Retype the section of the tax statute below, starting at "- common-law partnership" and ending at "or event. (opération)", character for character.
== DOCUMENT SECTION ==
Marginal note:Assessment
(2) The Minister may assess any person for any amount for which the person is liable under this section and, if the Minister sends a notice of assessment, sections 188 to 205 apply with any modifications that the circumstances require.
Marginal note:Limitation
(3) An assessment of a person shall not
(a) include any amount that the body was liable to pay before the person became jointly and severally or solidarily liable;
(b) include any amount that the body became liable to pay after the person ceased to be jointly and severally or solidarily liable; or
(c) be made more than two years after the person ceased to be jointly and severally or solidarily liable unless the person was grossly negligent in the carrying out of any duty or obligation imposed on the body by or under this Act or made, or participated in, assented to or acquiesced in the making of, a false statement or omission in a return, application, form, certificate, statement, invoice or answer made by the body.
Marginal note:Definitions
297 (0.1) The following definitions apply in this section.
- common-law partner
common-law partner of an individual at any time means a person who is the common-law partner of the individual at that time for the purposes of the Income Tax Act. (conjoint de fait)
- common-law partnership
common-law partnership means the relationship between two persons who are common-law partners of each other. (union de fait)
- transaction
transaction includes an arrangement or event. (opération)
Marginal note:Liability re transfers not at arm’s length
(1) If at any time a person transfers property, either directly or indirectly, by a trust or any other means, to
(a) their spouse or common-law partner or an individual who has since become their spouse or common-law partner,
(b) an individual who was under 18 years of age, or
(c) another person with whom the transferor was not dealing at arm’s length,
the transferee and transferor are jointly and severally or solidarily liable to pay an amount equal to the lesser of
(d) the amount determined by the formula
A - B
where
- A
- is the amount, if any, by which the fair market value of the property at that time exceeds the fair market value at that time of the consideration given by the transferee for the transfer of the property, and
- B
- is the amount, if any, by which the total of all amounts, if any, the transferee was assessed under subsection 325(2) of the Excise Tax Act or subsection 160(2) of the Income Tax Act in respect of the property exceeds the amount paid by the transferor in respect of the amounts so assessed, and
(e) the total of all amounts each of which is
(i) an amount that the transferor is liable to pay under this Act in respect of the reporting period in which the property was transferred or any preceding reporting period, or
(ii) interest for which the transferor is liable as of that time.
However, nothing in this subsection limits the liability of the transferor under any other provision of this Act.
Marginal note:Fair market value of undivided interest
(2) For the purposes of this section, the fair market value at any time of an undivided interest in a property, expressed as a proportionate interest in the property, is, subject to subsection (5), deemed to be equal to the same proportion of the fair market value of the property at that time.
Marginal note:Assessment
(3) The Minister may at any time assess a transferee in respect of any amount payable by reason of this section, and, if the Minister sends a notice of assessment, sections 188 to 205 apply with any modifications that the circumstances require.
===
== STORED DATA ==
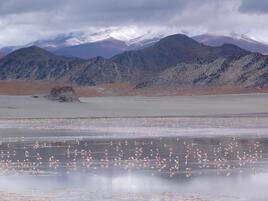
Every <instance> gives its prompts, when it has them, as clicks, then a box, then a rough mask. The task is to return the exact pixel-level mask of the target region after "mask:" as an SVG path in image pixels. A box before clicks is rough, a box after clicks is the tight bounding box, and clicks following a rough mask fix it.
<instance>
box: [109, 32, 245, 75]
mask: <svg viewBox="0 0 268 201" xmlns="http://www.w3.org/2000/svg"><path fill="white" fill-rule="evenodd" d="M247 54H249V52H248V51H246V50H243V49H241V48H238V47H236V46H233V45H223V46H222V47H209V46H205V45H203V44H200V43H198V42H196V41H195V40H193V39H191V38H189V37H187V36H185V35H182V34H177V35H172V36H168V37H166V38H164V39H161V40H160V41H159V42H158V43H156V44H155V45H153V46H151V47H148V48H145V49H142V50H137V51H127V52H124V53H123V54H119V55H117V56H115V57H113V58H112V60H113V61H114V62H116V63H120V64H122V65H126V66H130V67H132V68H137V69H143V70H146V71H154V72H159V71H161V70H164V69H166V68H168V67H169V66H173V65H176V64H178V63H181V62H185V63H194V62H207V61H212V60H214V59H216V58H218V57H223V58H226V57H240V56H244V55H247Z"/></svg>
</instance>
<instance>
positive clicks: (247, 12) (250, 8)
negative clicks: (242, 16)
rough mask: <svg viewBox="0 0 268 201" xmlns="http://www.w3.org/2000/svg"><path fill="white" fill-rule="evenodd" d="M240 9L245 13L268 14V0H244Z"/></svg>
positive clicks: (240, 6) (241, 3)
mask: <svg viewBox="0 0 268 201" xmlns="http://www.w3.org/2000/svg"><path fill="white" fill-rule="evenodd" d="M239 11H240V12H243V13H256V14H268V1H267V0H242V3H241V6H240V8H239Z"/></svg>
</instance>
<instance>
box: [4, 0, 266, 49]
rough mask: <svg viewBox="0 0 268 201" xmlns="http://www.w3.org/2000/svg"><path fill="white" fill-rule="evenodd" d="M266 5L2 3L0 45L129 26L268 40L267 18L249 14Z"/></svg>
mask: <svg viewBox="0 0 268 201" xmlns="http://www.w3.org/2000/svg"><path fill="white" fill-rule="evenodd" d="M265 1H266V0H263V1H260V0H0V30H1V32H0V46H3V45H4V44H16V43H20V44H21V43H27V42H30V41H32V40H36V39H42V38H44V37H50V36H51V37H53V35H57V34H59V33H68V32H73V31H74V32H76V31H85V30H89V29H90V30H96V31H98V30H101V29H102V30H103V29H106V28H111V27H115V28H120V27H126V26H135V27H137V28H138V30H139V29H142V30H145V29H148V30H150V31H154V29H155V27H157V29H161V30H164V31H169V30H171V29H172V30H174V31H173V32H181V31H186V32H187V33H190V34H194V32H198V33H199V32H200V31H201V32H202V31H203V32H206V31H207V32H216V33H222V32H225V33H226V32H238V33H240V32H242V33H245V32H251V30H254V31H255V32H257V31H258V33H259V35H268V34H266V33H267V32H268V30H266V29H265V26H264V24H265V23H266V19H264V18H263V17H262V16H263V15H251V14H250V12H257V11H258V12H265V6H266V7H267V4H268V1H266V2H267V3H266V5H265V3H263V2H265ZM261 3H262V4H261ZM239 6H240V7H239ZM260 9H261V11H259V10H260ZM256 10H257V11H256ZM241 12H248V13H249V14H248V15H244V14H241ZM18 35H19V36H20V37H17V36H18Z"/></svg>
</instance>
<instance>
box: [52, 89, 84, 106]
mask: <svg viewBox="0 0 268 201" xmlns="http://www.w3.org/2000/svg"><path fill="white" fill-rule="evenodd" d="M48 98H49V99H50V100H55V101H59V102H67V103H72V102H79V98H78V96H77V94H76V93H75V90H74V89H73V88H72V87H68V86H66V87H55V88H52V89H51V91H50V94H49V96H48Z"/></svg>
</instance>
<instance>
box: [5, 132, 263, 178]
mask: <svg viewBox="0 0 268 201" xmlns="http://www.w3.org/2000/svg"><path fill="white" fill-rule="evenodd" d="M266 142H267V141H266V139H263V138H262V139H261V138H260V139H245V138H238V137H221V138H170V137H169V138H148V139H146V138H144V139H112V140H111V139H99V140H93V139H88V140H87V139H74V140H64V141H58V140H54V141H25V140H20V139H17V140H16V141H11V142H1V143H0V174H1V175H14V174H15V175H17V174H22V175H25V174H28V175H64V174H70V173H74V172H79V173H83V174H93V175H95V174H96V175H97V174H107V173H108V174H116V173H124V172H143V173H144V174H149V175H151V176H162V177H170V178H176V177H186V178H189V177H192V176H198V175H204V174H207V173H209V174H218V175H219V174H220V175H225V176H230V175H231V174H233V173H238V172H239V173H244V172H247V173H248V172H251V173H252V174H255V173H256V171H257V169H260V168H261V167H262V162H263V161H265V156H266V155H265V153H263V152H264V148H265V145H266Z"/></svg>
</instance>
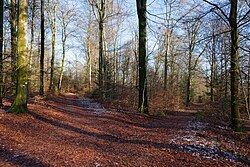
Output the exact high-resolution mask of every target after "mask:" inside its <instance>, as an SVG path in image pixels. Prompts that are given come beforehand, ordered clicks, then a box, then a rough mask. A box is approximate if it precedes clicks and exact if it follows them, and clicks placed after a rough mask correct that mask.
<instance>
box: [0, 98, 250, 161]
===
● **TASK ANSWER**:
- common-law partnership
common-law partnership means the relationship between two persons who are common-law partners of each other. (union de fait)
- transaction
transaction includes an arrangement or event. (opération)